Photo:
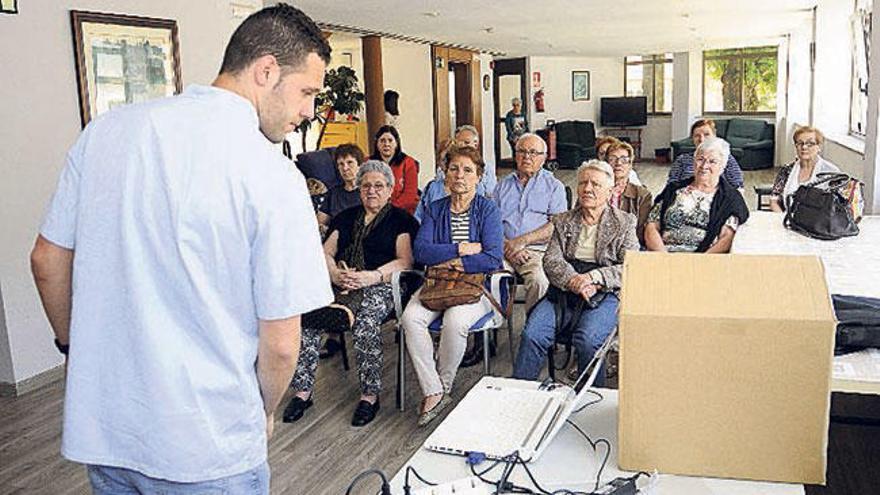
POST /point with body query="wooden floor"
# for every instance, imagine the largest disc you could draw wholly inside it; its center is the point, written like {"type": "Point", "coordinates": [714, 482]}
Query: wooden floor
{"type": "Point", "coordinates": [322, 453]}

Instruction: Convert the records above into a Markdown table with the columns Number and Record line, one row per line. Skip blank lines and leave the pictures out.

Written reply:
| Number | Record line |
|---|---|
| 1 | Photo: |
| 2 | POST /point with body query="wooden floor" |
| 3 | # for every instance, imagine the largest disc you could draw wholly inside it; its center is the point, written like {"type": "Point", "coordinates": [714, 482]} |
| 4 | Query: wooden floor |
| 5 | {"type": "Point", "coordinates": [322, 453]} |